[Begin PROVIDED DATA]
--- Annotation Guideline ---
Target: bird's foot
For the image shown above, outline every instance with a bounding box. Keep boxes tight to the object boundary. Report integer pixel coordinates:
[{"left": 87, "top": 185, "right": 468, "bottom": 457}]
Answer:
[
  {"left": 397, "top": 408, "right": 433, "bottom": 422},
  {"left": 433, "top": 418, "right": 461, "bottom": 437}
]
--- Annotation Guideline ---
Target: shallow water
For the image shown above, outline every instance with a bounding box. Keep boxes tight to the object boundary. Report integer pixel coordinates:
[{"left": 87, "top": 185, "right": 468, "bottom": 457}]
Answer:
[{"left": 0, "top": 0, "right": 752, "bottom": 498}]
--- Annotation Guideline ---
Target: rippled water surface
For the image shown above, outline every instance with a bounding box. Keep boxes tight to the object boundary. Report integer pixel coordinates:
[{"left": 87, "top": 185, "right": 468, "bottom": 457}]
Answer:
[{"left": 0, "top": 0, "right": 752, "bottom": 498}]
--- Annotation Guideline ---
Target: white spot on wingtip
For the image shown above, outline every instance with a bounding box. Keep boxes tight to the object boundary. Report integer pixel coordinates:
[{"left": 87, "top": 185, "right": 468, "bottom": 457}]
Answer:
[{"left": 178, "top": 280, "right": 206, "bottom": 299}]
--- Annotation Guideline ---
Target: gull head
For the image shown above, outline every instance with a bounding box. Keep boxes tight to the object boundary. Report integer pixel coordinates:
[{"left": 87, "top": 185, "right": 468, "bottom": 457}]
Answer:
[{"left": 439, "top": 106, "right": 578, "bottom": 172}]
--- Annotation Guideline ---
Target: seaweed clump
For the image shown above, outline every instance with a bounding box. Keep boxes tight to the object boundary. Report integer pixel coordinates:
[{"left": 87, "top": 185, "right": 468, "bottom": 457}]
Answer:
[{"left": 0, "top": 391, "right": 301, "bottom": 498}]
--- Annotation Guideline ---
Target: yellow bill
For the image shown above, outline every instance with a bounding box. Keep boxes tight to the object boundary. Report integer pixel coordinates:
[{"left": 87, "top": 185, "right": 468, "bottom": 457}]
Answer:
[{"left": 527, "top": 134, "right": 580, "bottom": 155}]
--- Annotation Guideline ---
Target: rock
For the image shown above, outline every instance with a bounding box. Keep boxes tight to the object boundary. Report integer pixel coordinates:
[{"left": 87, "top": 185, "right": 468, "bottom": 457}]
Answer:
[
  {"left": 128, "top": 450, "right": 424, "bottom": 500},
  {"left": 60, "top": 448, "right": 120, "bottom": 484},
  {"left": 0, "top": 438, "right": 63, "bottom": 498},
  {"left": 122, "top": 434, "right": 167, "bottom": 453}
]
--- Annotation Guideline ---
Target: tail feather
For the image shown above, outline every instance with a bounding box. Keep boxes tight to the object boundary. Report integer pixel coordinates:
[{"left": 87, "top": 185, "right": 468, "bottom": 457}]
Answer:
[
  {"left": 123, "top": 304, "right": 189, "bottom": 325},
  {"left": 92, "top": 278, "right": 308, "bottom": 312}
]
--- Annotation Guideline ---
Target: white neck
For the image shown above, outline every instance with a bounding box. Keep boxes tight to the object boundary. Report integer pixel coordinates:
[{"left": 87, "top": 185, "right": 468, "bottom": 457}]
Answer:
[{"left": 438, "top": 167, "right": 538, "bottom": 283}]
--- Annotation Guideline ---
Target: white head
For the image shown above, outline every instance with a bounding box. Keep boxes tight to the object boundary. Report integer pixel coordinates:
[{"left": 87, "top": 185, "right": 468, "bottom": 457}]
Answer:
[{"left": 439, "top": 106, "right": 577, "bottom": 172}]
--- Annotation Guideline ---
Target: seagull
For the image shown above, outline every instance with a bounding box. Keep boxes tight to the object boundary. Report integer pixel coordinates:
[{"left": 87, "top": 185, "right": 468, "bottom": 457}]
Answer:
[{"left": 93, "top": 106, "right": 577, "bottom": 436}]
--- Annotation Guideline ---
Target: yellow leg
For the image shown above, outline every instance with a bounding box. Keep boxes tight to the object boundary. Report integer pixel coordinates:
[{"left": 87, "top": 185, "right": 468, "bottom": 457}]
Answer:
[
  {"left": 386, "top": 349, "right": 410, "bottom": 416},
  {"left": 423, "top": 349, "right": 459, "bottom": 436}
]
[End PROVIDED DATA]
(WRITTEN EXERCISE):
Your task is to return the full listing exactly as it was given.

(SOLUTION TO THE PROBLEM):
--- Annotation Guideline ---
Target: bird's foot
For the image shown above, outline every instance with a bounding box. Keep boxes tight to the object boundary. Report integer pixel coordinates:
[{"left": 87, "top": 185, "right": 468, "bottom": 457}]
Answer:
[
  {"left": 397, "top": 408, "right": 433, "bottom": 422},
  {"left": 433, "top": 418, "right": 461, "bottom": 437}
]
--- Annotation Guideline ---
Target: shallow water
For the image shown above, outline every instance with a bounding box. Keep boxes tight to the object boundary. Report integer pixel coordinates:
[{"left": 87, "top": 185, "right": 468, "bottom": 457}]
Answer:
[{"left": 0, "top": 0, "right": 752, "bottom": 498}]
--- Annotation Guideline ---
Target: rippled water surface
For the image shown above, outline every instance with a bounding box. Keep boxes tight to the object boundary. Report integer pixel coordinates:
[{"left": 87, "top": 185, "right": 468, "bottom": 457}]
Answer:
[{"left": 0, "top": 0, "right": 752, "bottom": 498}]
--- Annotation Guideline ---
Target: white spot on wingtip
For the image shown above, outline every instance with a bounding box. Keep boxes tight to the object boundary. Report integer pixel coordinates:
[{"left": 87, "top": 185, "right": 468, "bottom": 457}]
Answer:
[{"left": 178, "top": 280, "right": 206, "bottom": 299}]
--- Annotation Guideline ---
Target: gull head
For the image shown above, outline every instance with a bounding box. Keep boxes tight to the object boundary. Report integer pixel coordinates:
[{"left": 87, "top": 185, "right": 468, "bottom": 457}]
Answer:
[{"left": 439, "top": 106, "right": 578, "bottom": 172}]
--- Annotation Guideline ---
Target: seaweed clump
For the image shown above, outline every instance with a bounding box. Keep boxes tight to the object boundary. Report integer pixel coordinates:
[{"left": 87, "top": 185, "right": 468, "bottom": 457}]
Answer:
[{"left": 0, "top": 391, "right": 301, "bottom": 498}]
--- Annotation Guideline ---
Target: yellow bill
For the image shown above, outline every instance with a bounding box. Keep boxes tight to the object boundary. Report integer pixel coordinates:
[{"left": 87, "top": 185, "right": 468, "bottom": 457}]
Answer:
[{"left": 527, "top": 134, "right": 580, "bottom": 155}]
--- Annotation Guideline ---
Target: rock
For the image shown above, outline every instance with a bounding box. Keep boxes tight to the object boundary. Report integer pixel coordinates:
[{"left": 87, "top": 185, "right": 468, "bottom": 457}]
Answer:
[
  {"left": 128, "top": 450, "right": 424, "bottom": 500},
  {"left": 60, "top": 448, "right": 120, "bottom": 484},
  {"left": 0, "top": 438, "right": 63, "bottom": 498},
  {"left": 122, "top": 434, "right": 167, "bottom": 453}
]
--- Annotation Guideline ---
Target: tail feather
For the image shown above, outline every instance with a bounding box. Keep boxes tight to the object boundary. Report integer pixel coordinates:
[{"left": 87, "top": 185, "right": 468, "bottom": 457}]
Answer:
[
  {"left": 123, "top": 304, "right": 189, "bottom": 325},
  {"left": 92, "top": 278, "right": 308, "bottom": 312}
]
--- Annotation Guideline ---
Target: white neck
For the image shown above, outline every instance with a bounding box. Keep boxes tight to the object boundary. Report integer pixel coordinates:
[{"left": 87, "top": 185, "right": 468, "bottom": 457}]
Answer:
[{"left": 438, "top": 167, "right": 538, "bottom": 283}]
--- Annotation Guideline ---
Target: white head
For the image shown above, outline every instance with a bounding box. Keep boxes tight to the object boundary. Report integer pixel coordinates:
[{"left": 87, "top": 185, "right": 468, "bottom": 457}]
Answer:
[{"left": 439, "top": 106, "right": 577, "bottom": 172}]
--- Annotation Guideline ---
Target: seagull
For the image shown above, outline every instance with a bounding box. Keep boxes tight to the object boundary. Report integer pixel coordinates:
[{"left": 87, "top": 185, "right": 468, "bottom": 457}]
Answer:
[{"left": 93, "top": 106, "right": 577, "bottom": 436}]
--- Annotation Guideline ---
Target: yellow leg
For the image shown above, outline every instance with a bounding box. Keep boxes tight to the object boundary. Report integer pixel coordinates:
[{"left": 87, "top": 185, "right": 468, "bottom": 457}]
Answer:
[
  {"left": 386, "top": 349, "right": 410, "bottom": 416},
  {"left": 423, "top": 349, "right": 459, "bottom": 436}
]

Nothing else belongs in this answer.